-- start of QUOTED PASSAGE --
LAMB: One of the threads in the book is Svetlana. And here she is about how old?
MONTEFIORE: I`d say about -- about 11, I think, or -- yes, it`s hard to tell. But there she is in her Pioneers uniform. That`s what every girl in the Soviet Union wore. And that scarf is a red scarf of a Young Pioneer. And this is a photograph that was very typical of their relationship. As she began to grow up, Stalin began to -- to clash swords with her. She was very strong. She was actually very like Stalin himself. As a young girl, she was his absolutely beloved favorite. He used to sign her homework, like every other parent in the Soviet Union would sign their child`s homework every evening. During the "great terror," he would -- she would come to the Kremlin, to their flat, and he would check her homework, ask her how she did, sit on -- she would sit on his knee. He`d feed her from his own fork. And she`d write him notes. And he had this game with her, which -- I found all the notes that -- in the archive that tell this story. It`s absolutely amazing. She would write notes to "her little secretaries," Stalin and Molotov and Yezhov, and so on. And she`d say, You are ordered to cancel homework for this year in the Soviet Union and delay the beginning of school by two weeks. Signed, "the boss," Svetlana. And Stalin -- she`d pin the -- she`d either send them to Stalin by airplane, if he was outside Moscow, or she`d pin them in the -- to the board in the dining room. And Stalin would pass these `round at the Politburo, and all the Politburo would sign. We obey. We`ve canceled school this year. Signed, Your little secretaries, Stalin and Molotov.
-- end of QUOTED PASSAGE --
-- start of DATA LINES --
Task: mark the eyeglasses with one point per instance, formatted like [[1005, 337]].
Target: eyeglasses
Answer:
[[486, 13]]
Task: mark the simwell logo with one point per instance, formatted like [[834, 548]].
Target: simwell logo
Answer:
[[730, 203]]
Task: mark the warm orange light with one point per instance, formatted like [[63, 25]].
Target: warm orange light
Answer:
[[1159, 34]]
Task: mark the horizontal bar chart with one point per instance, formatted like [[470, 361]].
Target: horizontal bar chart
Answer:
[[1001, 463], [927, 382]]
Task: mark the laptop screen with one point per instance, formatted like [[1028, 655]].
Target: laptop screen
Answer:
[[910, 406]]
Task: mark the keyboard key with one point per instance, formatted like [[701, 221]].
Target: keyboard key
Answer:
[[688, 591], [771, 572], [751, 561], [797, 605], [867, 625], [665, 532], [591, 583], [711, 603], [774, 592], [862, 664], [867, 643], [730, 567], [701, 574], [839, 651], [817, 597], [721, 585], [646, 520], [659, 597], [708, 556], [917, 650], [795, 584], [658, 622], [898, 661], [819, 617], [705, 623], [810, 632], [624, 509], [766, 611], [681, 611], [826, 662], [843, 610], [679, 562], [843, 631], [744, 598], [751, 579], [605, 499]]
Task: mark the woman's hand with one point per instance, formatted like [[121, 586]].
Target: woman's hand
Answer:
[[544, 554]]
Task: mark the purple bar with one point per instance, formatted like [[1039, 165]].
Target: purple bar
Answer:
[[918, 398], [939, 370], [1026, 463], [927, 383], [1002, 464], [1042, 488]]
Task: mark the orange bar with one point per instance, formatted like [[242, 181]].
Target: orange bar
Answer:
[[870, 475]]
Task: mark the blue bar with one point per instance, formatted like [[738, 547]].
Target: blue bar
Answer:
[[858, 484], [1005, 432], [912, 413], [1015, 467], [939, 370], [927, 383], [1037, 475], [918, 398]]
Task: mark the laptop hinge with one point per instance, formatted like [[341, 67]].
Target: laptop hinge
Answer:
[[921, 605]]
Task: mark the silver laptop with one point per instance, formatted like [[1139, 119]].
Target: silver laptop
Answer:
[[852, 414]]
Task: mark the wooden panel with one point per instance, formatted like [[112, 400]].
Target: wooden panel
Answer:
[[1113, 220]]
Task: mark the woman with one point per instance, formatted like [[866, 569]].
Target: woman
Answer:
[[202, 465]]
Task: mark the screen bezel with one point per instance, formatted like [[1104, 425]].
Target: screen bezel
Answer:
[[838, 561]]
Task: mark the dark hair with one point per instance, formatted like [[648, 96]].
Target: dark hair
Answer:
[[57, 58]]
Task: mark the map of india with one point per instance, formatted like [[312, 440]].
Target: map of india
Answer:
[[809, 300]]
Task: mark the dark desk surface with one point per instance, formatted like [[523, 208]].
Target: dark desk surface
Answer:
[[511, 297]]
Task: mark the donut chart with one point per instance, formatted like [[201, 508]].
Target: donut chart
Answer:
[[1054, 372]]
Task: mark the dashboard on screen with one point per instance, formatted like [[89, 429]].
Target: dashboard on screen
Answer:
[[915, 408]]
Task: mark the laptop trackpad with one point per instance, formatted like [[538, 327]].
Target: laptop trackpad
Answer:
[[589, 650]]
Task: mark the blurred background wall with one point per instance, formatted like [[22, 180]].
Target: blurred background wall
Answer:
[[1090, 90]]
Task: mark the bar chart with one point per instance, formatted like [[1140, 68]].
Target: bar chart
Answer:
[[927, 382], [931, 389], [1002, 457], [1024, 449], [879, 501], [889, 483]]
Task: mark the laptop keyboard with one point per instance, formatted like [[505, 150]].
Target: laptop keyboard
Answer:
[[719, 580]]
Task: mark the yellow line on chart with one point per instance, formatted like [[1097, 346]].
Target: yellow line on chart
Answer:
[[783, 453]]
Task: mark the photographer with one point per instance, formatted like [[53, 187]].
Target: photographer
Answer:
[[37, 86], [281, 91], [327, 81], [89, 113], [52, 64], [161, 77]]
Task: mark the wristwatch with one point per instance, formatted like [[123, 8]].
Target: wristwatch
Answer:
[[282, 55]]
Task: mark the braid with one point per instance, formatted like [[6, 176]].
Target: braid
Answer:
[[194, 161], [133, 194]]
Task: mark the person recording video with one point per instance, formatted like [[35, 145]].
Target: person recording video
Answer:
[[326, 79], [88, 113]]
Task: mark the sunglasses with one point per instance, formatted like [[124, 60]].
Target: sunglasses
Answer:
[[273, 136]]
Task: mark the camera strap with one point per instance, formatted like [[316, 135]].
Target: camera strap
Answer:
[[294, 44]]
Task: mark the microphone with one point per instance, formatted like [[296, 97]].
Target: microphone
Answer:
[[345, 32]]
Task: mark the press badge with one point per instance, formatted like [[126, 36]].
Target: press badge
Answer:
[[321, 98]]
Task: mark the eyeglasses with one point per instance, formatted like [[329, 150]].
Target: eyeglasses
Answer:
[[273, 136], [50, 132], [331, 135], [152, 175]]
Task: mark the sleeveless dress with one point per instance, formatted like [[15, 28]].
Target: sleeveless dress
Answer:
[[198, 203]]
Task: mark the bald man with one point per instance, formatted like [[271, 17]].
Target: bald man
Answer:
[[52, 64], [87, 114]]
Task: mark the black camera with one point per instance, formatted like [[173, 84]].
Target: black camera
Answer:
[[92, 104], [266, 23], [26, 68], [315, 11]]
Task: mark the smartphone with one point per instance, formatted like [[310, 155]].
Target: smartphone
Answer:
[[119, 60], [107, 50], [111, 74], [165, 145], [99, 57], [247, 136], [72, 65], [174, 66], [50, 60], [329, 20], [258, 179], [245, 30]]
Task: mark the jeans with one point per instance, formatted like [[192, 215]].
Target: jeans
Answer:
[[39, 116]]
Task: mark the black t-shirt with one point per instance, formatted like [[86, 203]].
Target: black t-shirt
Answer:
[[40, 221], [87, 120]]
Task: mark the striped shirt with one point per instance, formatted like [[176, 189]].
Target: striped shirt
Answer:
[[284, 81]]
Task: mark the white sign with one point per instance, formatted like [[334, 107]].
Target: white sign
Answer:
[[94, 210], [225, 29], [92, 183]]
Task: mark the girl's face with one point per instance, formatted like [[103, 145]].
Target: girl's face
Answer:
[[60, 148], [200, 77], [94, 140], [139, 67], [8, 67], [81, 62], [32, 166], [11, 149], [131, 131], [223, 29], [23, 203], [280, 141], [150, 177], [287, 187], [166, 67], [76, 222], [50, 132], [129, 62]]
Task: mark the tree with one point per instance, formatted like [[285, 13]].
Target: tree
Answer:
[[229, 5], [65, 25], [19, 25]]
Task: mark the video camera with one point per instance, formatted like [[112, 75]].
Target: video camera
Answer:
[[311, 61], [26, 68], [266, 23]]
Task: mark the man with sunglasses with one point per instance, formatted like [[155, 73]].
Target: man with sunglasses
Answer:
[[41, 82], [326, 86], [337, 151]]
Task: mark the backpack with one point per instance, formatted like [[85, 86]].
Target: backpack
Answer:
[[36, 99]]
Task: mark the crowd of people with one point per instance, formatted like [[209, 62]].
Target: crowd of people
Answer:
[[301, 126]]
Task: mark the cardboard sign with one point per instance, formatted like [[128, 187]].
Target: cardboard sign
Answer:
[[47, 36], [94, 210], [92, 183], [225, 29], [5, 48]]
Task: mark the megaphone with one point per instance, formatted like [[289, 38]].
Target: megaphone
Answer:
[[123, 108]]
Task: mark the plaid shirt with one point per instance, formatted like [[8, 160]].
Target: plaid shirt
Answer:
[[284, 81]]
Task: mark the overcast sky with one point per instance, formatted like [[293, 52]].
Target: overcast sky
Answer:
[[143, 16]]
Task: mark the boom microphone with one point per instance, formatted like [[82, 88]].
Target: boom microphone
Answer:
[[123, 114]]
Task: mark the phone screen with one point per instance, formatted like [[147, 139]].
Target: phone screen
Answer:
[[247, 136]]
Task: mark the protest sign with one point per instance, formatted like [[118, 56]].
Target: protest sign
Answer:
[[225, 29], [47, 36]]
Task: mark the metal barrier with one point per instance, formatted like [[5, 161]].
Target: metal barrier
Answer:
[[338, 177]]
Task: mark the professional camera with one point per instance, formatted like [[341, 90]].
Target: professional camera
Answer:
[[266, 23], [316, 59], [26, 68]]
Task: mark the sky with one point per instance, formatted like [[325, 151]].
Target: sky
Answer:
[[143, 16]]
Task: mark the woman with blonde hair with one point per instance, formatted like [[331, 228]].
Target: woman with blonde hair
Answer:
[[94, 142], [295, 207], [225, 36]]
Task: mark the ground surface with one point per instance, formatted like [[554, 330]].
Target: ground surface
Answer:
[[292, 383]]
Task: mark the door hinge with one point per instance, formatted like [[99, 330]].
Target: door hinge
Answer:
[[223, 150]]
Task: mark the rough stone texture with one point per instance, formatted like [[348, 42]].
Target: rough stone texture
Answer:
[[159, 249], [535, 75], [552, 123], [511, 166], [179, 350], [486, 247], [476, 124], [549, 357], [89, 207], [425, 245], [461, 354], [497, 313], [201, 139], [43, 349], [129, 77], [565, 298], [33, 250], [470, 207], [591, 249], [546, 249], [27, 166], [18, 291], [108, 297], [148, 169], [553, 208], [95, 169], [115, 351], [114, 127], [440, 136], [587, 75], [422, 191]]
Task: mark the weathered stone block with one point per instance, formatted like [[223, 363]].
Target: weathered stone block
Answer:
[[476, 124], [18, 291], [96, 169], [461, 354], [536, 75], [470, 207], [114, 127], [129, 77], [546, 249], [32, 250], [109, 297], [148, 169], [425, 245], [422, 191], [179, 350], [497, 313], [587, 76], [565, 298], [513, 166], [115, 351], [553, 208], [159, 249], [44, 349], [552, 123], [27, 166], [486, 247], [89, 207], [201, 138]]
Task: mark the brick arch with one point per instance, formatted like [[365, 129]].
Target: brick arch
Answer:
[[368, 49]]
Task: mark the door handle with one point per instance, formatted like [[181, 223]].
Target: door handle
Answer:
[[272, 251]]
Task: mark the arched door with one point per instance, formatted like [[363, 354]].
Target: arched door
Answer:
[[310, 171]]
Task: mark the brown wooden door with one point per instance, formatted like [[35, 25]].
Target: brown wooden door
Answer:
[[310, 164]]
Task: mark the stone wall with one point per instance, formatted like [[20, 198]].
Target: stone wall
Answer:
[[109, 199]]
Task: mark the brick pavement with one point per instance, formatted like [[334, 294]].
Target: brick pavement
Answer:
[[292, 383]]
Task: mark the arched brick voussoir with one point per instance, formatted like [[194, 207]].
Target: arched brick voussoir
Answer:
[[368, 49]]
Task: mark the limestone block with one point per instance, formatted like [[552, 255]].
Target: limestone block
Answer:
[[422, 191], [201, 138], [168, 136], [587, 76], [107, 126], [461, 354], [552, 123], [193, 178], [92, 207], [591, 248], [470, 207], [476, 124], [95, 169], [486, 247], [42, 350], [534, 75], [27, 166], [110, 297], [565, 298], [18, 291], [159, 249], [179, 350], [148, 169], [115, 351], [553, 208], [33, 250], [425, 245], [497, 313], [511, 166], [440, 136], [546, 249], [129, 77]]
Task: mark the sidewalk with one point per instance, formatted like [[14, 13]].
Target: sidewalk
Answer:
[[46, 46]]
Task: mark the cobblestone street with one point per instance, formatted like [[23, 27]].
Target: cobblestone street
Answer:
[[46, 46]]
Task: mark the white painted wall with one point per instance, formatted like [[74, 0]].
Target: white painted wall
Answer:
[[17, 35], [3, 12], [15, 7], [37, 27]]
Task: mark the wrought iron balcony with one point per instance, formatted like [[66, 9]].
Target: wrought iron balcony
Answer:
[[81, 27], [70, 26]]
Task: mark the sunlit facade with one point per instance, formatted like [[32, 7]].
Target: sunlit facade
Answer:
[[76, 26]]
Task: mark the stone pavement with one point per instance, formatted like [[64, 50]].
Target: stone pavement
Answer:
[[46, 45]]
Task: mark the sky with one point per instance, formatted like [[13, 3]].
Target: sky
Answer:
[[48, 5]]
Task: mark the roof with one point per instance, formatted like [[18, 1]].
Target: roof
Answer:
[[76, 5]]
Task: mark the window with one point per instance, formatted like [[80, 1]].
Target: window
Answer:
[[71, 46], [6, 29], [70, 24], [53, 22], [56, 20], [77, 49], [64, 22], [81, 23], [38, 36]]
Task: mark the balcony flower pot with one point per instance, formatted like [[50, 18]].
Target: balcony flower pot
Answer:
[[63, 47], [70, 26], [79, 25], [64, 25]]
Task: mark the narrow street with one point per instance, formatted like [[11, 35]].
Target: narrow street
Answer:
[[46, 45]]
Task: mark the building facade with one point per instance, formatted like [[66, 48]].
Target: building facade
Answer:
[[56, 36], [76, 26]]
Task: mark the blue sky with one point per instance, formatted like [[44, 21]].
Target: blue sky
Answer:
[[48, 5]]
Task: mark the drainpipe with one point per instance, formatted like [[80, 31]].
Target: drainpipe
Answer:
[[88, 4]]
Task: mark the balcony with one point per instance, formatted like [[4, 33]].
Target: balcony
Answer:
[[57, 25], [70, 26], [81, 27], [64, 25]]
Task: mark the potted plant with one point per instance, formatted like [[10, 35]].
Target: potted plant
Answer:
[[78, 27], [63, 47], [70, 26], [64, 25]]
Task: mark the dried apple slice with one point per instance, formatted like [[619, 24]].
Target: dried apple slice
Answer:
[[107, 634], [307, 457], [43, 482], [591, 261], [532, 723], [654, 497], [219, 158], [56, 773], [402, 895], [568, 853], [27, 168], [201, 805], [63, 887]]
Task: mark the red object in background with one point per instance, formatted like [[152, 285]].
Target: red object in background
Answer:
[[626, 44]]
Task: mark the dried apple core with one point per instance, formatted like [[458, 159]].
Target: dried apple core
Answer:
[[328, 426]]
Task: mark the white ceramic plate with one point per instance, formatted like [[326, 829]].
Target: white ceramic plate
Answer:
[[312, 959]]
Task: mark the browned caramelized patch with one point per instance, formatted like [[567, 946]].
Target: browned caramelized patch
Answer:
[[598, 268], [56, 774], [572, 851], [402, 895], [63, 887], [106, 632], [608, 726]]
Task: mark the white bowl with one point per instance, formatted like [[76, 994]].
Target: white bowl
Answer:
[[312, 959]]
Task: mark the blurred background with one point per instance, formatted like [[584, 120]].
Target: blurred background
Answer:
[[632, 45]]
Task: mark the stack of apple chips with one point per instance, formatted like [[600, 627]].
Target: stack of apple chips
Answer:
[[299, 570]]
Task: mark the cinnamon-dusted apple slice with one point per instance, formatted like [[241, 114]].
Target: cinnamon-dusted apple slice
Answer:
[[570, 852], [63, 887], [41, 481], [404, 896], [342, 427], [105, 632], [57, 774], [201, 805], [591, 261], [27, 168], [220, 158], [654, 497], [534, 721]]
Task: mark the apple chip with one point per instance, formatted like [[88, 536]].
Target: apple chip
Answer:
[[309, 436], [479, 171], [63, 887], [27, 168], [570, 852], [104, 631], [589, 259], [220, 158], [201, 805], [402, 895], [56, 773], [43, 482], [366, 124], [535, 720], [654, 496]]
-- end of DATA LINES --
TASK 1 >>
Recast the paragraph of the Svetlana interview that begins "I`d say about" as a short bulleted list of its main facts.
TASK 2 >>
Carry the Svetlana interview on past its final line.
The rows play no part in what is asked here.

RESULT 1 >>
- Svetlana is about 11 in the photograph, wearing the Pioneers uniform with the red scarf of a Young Pioneer, as every girl in the Soviet Union did.
- As she grew up, she began to clash with Stalin; she was very strong and very like him.
- As a young girl she was his beloved favorite: he signed her homework, checked it and asked how she did, let her sit on his knee, and fed her from his own fork, even during the "great terror."
- She wrote notes to "her little secretaries," Stalin, Molotov, Yezhov and others, ordering things like the cancellation of homework for the year and a two-week delay to the start of school, signed "the boss," Svetlana.
- She sent the notes to Stalin by airplane when he was outside Moscow, or pinned them to the board in the dining room.
- Stalin passed them around the Politburo, whose members all signed replies such as "We obey. We`ve canceled school this year," signed "Your little secretaries, Stalin and Molotov."

RESULT 2 >>
So there`s a lot of sort of warm sort of games going on. And then, as she got older -- and at the time that that photograph that we`ve shown was taken, she began to become a woman, and Stalin began to find this difficult to take. And when she sent him that picture, he wrote her back a note saying, I don`t like your -- your sort of bold -- sort of bold almost sort of fearless expression because she was sort of beginning to blossom as a -- as a sort of little woman, really. And he -- he found that very difficult to take.
LAMB: You told that --- that she now lives in Wisconsin?
MONTEFIORE: Yeah, she lives --- now lives in Wisconsin.
LAMB: And when you went to -- tried to talk to her, who did you deal with to try to get there?
MONTEFIORE: I knew people in England who knew her, and I asked them to write to her. But fortunately, you know, she`s written two biography -- two autobiographies, splendid books. I mean, she is a very intelligent woman who`s had a tragic life. I also had access to 10 hours of our news tapes, of her talking, which someone in England -- I found someone who had these. So I felt that her story was actually quite well know. And though I found out many new things about her, particularly her relationship with Beria`s son, I -- I didn`t feel -- I would have seen her, of course, if I could have. I tried, and I didn`t -- she wouldn`t see me. But frankly, you know -- I had so many new people who no one had ever spoken to before that I concentrated on them.
LAMB: Now you`ve got two pictures upfront. The one with her when she was about how old with Stalin?
MONTEFIORE: She must be about 3 or 4 there I think, or 5.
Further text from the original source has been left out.